╭─ ENTRIES

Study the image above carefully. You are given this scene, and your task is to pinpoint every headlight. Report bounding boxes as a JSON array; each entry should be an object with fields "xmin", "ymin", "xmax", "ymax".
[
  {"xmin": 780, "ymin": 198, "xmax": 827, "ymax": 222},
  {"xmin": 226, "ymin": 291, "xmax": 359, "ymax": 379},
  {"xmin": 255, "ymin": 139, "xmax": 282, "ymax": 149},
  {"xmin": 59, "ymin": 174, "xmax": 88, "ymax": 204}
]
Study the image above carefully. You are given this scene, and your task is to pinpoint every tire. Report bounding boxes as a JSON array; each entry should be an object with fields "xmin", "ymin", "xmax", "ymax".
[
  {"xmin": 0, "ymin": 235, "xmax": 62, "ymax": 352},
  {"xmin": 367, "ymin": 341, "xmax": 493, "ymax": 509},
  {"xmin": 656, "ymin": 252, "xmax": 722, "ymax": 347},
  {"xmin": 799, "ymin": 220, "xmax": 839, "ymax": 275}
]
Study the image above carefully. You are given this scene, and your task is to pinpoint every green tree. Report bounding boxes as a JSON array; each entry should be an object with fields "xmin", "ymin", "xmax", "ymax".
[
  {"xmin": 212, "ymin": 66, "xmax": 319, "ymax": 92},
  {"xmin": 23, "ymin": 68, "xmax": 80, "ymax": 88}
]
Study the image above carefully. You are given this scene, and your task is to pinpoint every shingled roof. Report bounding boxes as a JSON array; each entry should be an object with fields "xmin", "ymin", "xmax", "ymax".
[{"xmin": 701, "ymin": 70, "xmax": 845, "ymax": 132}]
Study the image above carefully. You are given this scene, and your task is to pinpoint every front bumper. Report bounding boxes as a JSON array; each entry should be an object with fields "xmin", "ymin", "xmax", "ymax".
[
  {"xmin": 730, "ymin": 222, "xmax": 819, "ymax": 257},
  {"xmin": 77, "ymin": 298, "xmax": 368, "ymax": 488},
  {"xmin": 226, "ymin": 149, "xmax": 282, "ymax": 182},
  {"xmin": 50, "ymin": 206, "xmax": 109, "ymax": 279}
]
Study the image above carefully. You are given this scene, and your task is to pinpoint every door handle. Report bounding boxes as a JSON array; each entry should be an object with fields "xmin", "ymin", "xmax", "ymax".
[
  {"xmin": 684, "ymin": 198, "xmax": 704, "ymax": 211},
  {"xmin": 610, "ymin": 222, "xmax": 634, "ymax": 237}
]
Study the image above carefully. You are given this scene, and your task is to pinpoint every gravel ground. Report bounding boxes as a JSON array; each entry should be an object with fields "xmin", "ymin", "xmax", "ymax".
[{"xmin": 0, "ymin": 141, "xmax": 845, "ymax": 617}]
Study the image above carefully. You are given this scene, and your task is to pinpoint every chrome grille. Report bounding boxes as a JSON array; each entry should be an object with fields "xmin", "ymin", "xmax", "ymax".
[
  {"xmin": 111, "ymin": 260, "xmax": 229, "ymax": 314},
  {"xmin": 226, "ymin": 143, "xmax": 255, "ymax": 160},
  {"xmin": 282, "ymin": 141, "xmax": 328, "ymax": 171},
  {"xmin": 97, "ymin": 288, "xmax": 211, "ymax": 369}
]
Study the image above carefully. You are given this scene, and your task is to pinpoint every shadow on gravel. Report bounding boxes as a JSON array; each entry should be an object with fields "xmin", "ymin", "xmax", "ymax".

╰─

Retype all the records, matching them exactly.

Study the image above carefully. You are given this scene, and your task is to pinpoint every headlight. Report bounding boxes as a JSON array; each entry should be an object with fields "xmin", "ymin", "xmax", "ymax".
[
  {"xmin": 780, "ymin": 198, "xmax": 827, "ymax": 222},
  {"xmin": 226, "ymin": 291, "xmax": 359, "ymax": 379},
  {"xmin": 255, "ymin": 139, "xmax": 282, "ymax": 149},
  {"xmin": 59, "ymin": 174, "xmax": 88, "ymax": 204}
]
Study the image above carefully. You are given this scene, and your task is to pinpoint every tire. Report bounding boxes as a JSON array; each entry should be an object with fields "xmin", "ymin", "xmax", "ymax".
[
  {"xmin": 0, "ymin": 235, "xmax": 62, "ymax": 352},
  {"xmin": 367, "ymin": 341, "xmax": 493, "ymax": 509},
  {"xmin": 656, "ymin": 252, "xmax": 722, "ymax": 347},
  {"xmin": 799, "ymin": 220, "xmax": 839, "ymax": 275}
]
Study the image above carefully. You are given this scene, and your task is to pinpoint every green tree. Report bounding boxes as a JSON array; each entry should be an object with fields "xmin", "ymin", "xmax", "ymax".
[
  {"xmin": 212, "ymin": 66, "xmax": 319, "ymax": 92},
  {"xmin": 23, "ymin": 68, "xmax": 80, "ymax": 88}
]
Study the image above carefully. You are given this scene, and your task is to pinpoint every shingled roof. Report bounding boxes as a JSON array; each entry should be an object with fields "xmin", "ymin", "xmax", "ymax".
[{"xmin": 701, "ymin": 70, "xmax": 845, "ymax": 132}]
Study the image above carefully. You are given this scene, and your task is to pinpoint every front bumper. Report bounding boxes as a JSON array; each entry should be an object with fields "xmin", "ymin", "xmax", "ymax".
[
  {"xmin": 730, "ymin": 222, "xmax": 819, "ymax": 257},
  {"xmin": 77, "ymin": 298, "xmax": 368, "ymax": 488},
  {"xmin": 226, "ymin": 149, "xmax": 282, "ymax": 182},
  {"xmin": 50, "ymin": 206, "xmax": 109, "ymax": 279}
]
Study the image above carefully. You are given this scene, and your task is to pinpoint every door handle. Report bounding boxes as a JSON array; each entry should be an object with fields "xmin", "ymin", "xmax", "ymax".
[
  {"xmin": 684, "ymin": 198, "xmax": 704, "ymax": 211},
  {"xmin": 610, "ymin": 222, "xmax": 634, "ymax": 237}
]
Study the image above carefully. You are given this scene, and your task is to pinpoint every gravel ground. Report bounding boxes as a JSON array; each entry should be an object with fields "xmin", "ymin", "xmax", "ymax".
[{"xmin": 0, "ymin": 141, "xmax": 845, "ymax": 617}]
Study the image above carefully. You are given this scene, and your task is to pinpoint every chrome grille. Report bounding boxes as a JSON array; each entry should be an object with fields "xmin", "ymin", "xmax", "ymax".
[
  {"xmin": 111, "ymin": 260, "xmax": 229, "ymax": 314},
  {"xmin": 226, "ymin": 143, "xmax": 255, "ymax": 160},
  {"xmin": 282, "ymin": 141, "xmax": 328, "ymax": 171},
  {"xmin": 97, "ymin": 288, "xmax": 211, "ymax": 369}
]
Study the image above carefully. You are given this scene, and your task is to pinpoint every shadow on gravel. Report bounding boxes as a JSON array; each entry should be an object with fields "xmin", "ymin", "xmax", "ymax".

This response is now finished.